Continue the forum thread about crashes and CPU settings, picking up right after its last post.

### Page text
-- Begin --
One guy reported that the problems went away after he switch the CPU mode
from 'Optimal' to 'Aggressive' in the BIOS' chipset options. But none of
that seemed to be a safe solution. I am under the impression, though, that
everybody got their probs solved eventually.

Achim

Sheesh! When *I* did that my computer wouldn't even POST!

I was getting the Win32k.sys BSOD on my machine - when I uninstalled
Motherboard Monitor, all my BSODs stopped.....?

HTH

Caroline

Caroline Picking, (e-mail address removed)
Milton Keynes, England.
 
J

Joachim Trensz

John, I wouldn't consider it impossible.

I've had similarly weird things happen in the past. A new, at the time 'hot'
graphics card (GF4-4600) wouldn't install, lots of no-POSTs and even data
corruption on the HD occurred. But after replacing the CPU (purely
coincidentally, it had until then had appeared stable and fine but I'd
purchased a new, faster one two days after I'd ordered the graphics card),
everything worked, the graphics card installed, and no data did get
corrupted anymore.

I have no explanation for what happened, but it did happen.

Achim


....
would this indicate a failing CPU?
....
 
J

John Q. Public

I've set CPU to 120 (instead of 133), and the multiplier from 13.0 to
9.0/17.0.

Seems a little stable so far, and CPU is showing up in system
properties as 1.60 Ghz Athlon XP 2100, which is a lot better than
showing up as Athlon XP 1500 like it was. What does this setting mean?
That sometimes it multiples by 9.0 and sometimes 17.0?
 
E

Ed

I've set CPU to 120 (instead of 133), and the multiplier from 13.0 to
9.0/17.0.

Seems a little stable so far, and CPU is showing up in system
properties as 1.60 Ghz Athlon XP 2100, which is a lot better than
showing up as Athlon XP 1500 like it was. What does this setting mean?
That sometimes it multiples by 9.0 and sometimes 17.0?

afaik, chips sold with a 12.5x (or lower) have access up to 12.5x, chips
sold at 13x or more have access to 13x and higher on the A7N8X.
Ed
 
J

Joachim Trensz

John, I don't remember everything that was said in this thread, but if
reducing the CPU speed helps, wouldn't that indicate that the CPU is the
problem? Do you have a chance of testing the board with another CPU?

As for the 9/17 issue, what Ed says. Depending on what the CPU is set to,
one of the two multipliers will result. Nothing to worry about, unless
you've unlocked your CPU.

Achim
 
J

John Q. Public

John, I don't remember everything that was said in this thread, but if
reducing the CPU speed helps, wouldn't that indicate that the CPU is the
problem? Do you have a chance of testing the board with another CPU?

As for the 9/17 issue, what Ed says. Depending on what the CPU is set to,
one of the two multipliers will result. Nothing to worry about, unless
you've unlocked your CPU.
-- End --
### Raw data
-- Begin --
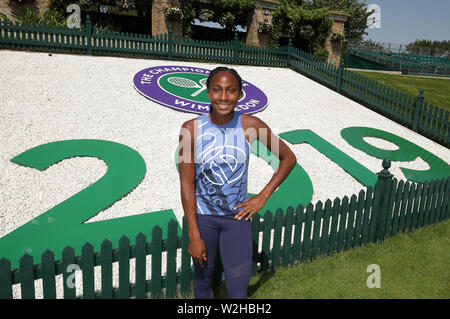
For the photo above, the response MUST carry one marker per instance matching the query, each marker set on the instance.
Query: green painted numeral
-- End --
### Output for this task
Achim

I was just curious as to why it seem to be stable at that setting, and
not the 13.0 setting. I'm not complaining, but I'm wondering if that's
ok, and if I'm getting the full use/speed out of my 2100XP
Athlon...perhaps it's a bug in the bios 1005?
 
J

Joachim Trensz

I can't really comment on the 1005 BIOS as I'm not using it. I heard some
people say it's a tad less stable than for example 1003, but in this NG
someone said the opposite, so my personal conclusion is, uh-huh, it can go
either way.

I wouldn't consider it impossible that the multiplier issue you're seeing is
a bug in 1005, although I haven't seen anyone else talk about it. I really
don't know.

As for getting full use/speed, I _think_ your CPU should run at a little
over 1700 MHz. If I'm right at 1600 MHz it would be running a tad slow.

Achim



....
I was just curious as to why it seem to be stable at that setting, and
not the 13.0 setting. I'm not complaining, but I'm wondering if that's
ok, and if I'm getting the full use/speed out of my 2100XP
Athlon...perhaps it's a bug in the bios 1005?
....
 
J

John Q Public

I can't really comment on the 1005 BIOS as I'm not using it. I heard some
people say it's a tad less stable than for example 1003, but in this NG
someone said the opposite, so my personal conclusion is, uh-huh, it can go
either way.

I wouldn't consider it impossible that the multiplier issue you're seeing is
a bug in 1005, although I haven't seen anyone else talk about it. I really
don't know.

As for getting full use/speed, I _think_ your CPU should run at a little
over 1700 MHz. If I'm right at 1600 MHz it would be running a tad slow.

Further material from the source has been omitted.